▶ _Written task_
Copy the rows beginning at the one that has "Help me locate the brown" and stopping after the one that has "440,406 -> 490,608", requests included. Shift every box coordinate in the answers by -6.

(Extracted data entries)
-- BEGIN --

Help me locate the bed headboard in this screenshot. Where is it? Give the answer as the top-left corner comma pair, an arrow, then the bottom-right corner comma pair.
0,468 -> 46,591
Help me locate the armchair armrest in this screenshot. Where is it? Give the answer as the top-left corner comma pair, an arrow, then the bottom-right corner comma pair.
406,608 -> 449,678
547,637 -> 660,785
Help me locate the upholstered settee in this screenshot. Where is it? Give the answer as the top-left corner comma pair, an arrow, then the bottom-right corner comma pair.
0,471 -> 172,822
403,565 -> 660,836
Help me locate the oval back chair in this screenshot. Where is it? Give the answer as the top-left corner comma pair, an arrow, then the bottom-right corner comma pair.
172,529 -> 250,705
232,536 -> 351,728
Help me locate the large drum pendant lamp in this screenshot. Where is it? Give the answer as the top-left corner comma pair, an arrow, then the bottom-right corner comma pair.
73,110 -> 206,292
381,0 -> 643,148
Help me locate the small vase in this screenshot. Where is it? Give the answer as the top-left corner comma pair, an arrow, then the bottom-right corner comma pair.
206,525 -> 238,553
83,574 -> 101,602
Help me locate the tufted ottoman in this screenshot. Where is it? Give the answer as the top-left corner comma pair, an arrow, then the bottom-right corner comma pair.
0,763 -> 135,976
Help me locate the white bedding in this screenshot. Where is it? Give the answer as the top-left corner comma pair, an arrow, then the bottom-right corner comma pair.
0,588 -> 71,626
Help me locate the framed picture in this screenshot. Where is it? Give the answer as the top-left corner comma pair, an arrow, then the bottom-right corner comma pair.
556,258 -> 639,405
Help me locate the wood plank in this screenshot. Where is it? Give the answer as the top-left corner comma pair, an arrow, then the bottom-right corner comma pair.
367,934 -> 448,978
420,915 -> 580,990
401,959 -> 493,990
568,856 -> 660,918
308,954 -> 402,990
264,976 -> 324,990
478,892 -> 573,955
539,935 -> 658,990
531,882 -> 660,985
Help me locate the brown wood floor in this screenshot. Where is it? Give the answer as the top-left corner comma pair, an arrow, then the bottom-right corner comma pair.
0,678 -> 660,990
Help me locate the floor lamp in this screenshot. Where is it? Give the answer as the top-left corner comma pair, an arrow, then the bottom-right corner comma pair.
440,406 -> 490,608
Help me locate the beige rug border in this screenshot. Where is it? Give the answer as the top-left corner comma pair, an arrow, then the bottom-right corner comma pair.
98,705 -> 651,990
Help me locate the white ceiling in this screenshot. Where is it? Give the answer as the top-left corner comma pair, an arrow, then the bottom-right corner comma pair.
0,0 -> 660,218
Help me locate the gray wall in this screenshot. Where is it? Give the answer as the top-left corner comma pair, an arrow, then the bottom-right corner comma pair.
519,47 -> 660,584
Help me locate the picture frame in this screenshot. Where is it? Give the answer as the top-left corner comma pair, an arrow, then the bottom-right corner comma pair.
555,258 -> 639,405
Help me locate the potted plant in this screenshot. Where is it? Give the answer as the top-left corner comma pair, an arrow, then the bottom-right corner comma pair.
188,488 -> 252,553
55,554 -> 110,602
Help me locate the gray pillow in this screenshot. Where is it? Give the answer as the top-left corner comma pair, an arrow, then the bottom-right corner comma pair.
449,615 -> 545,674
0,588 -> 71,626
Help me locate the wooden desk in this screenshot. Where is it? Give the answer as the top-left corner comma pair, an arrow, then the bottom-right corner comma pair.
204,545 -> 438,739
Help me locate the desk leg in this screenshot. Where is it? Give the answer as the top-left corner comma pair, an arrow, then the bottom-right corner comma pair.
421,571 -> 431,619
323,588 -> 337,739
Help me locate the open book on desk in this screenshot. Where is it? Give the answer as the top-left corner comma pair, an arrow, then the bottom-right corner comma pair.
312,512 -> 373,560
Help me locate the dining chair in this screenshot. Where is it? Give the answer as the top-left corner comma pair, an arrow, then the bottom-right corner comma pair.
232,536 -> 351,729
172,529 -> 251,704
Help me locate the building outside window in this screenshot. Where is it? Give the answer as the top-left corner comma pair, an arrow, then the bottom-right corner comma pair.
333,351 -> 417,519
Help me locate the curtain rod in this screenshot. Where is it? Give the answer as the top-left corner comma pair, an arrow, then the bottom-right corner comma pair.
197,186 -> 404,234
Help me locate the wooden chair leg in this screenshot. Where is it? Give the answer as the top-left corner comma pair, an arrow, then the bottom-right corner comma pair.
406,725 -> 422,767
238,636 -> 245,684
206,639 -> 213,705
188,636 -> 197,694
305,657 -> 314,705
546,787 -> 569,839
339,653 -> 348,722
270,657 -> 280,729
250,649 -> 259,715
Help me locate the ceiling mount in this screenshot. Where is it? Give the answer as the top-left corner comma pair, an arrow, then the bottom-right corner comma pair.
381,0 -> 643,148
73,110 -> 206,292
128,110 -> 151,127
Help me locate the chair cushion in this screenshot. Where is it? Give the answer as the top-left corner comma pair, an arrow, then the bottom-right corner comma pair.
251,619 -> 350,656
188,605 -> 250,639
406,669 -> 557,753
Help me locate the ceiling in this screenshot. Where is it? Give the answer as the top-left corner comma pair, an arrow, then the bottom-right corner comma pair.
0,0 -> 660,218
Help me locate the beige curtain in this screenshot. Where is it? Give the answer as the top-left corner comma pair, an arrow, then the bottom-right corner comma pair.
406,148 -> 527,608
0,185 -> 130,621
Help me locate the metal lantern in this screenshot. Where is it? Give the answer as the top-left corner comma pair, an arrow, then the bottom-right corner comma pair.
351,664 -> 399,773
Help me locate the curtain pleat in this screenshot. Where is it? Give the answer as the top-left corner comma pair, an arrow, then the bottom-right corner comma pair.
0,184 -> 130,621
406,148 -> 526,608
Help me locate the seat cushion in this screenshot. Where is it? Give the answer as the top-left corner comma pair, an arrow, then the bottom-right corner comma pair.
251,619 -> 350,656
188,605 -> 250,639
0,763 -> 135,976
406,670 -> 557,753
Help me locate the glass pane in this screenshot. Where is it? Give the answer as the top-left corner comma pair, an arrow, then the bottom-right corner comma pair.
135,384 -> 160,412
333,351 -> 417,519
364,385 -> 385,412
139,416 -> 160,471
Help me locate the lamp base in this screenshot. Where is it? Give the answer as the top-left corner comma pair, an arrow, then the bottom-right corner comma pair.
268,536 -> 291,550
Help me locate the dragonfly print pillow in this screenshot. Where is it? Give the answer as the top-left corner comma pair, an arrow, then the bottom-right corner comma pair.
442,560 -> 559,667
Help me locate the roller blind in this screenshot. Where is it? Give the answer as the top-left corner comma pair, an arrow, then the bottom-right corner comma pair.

-- END --

▶ _Result of the task_
Help me locate the brown wood floor in this screenshot. Where is it? Give the answer as the top-left corner comma pair, an arrow, then the bottom-right corner comma pair.
-6,672 -> 654,984
Help me locate the floor lamp in this screenshot. Where is it? Give the answer as the top-left corner comma pair, an arrow, then the bottom-right corner comma pair.
434,400 -> 484,602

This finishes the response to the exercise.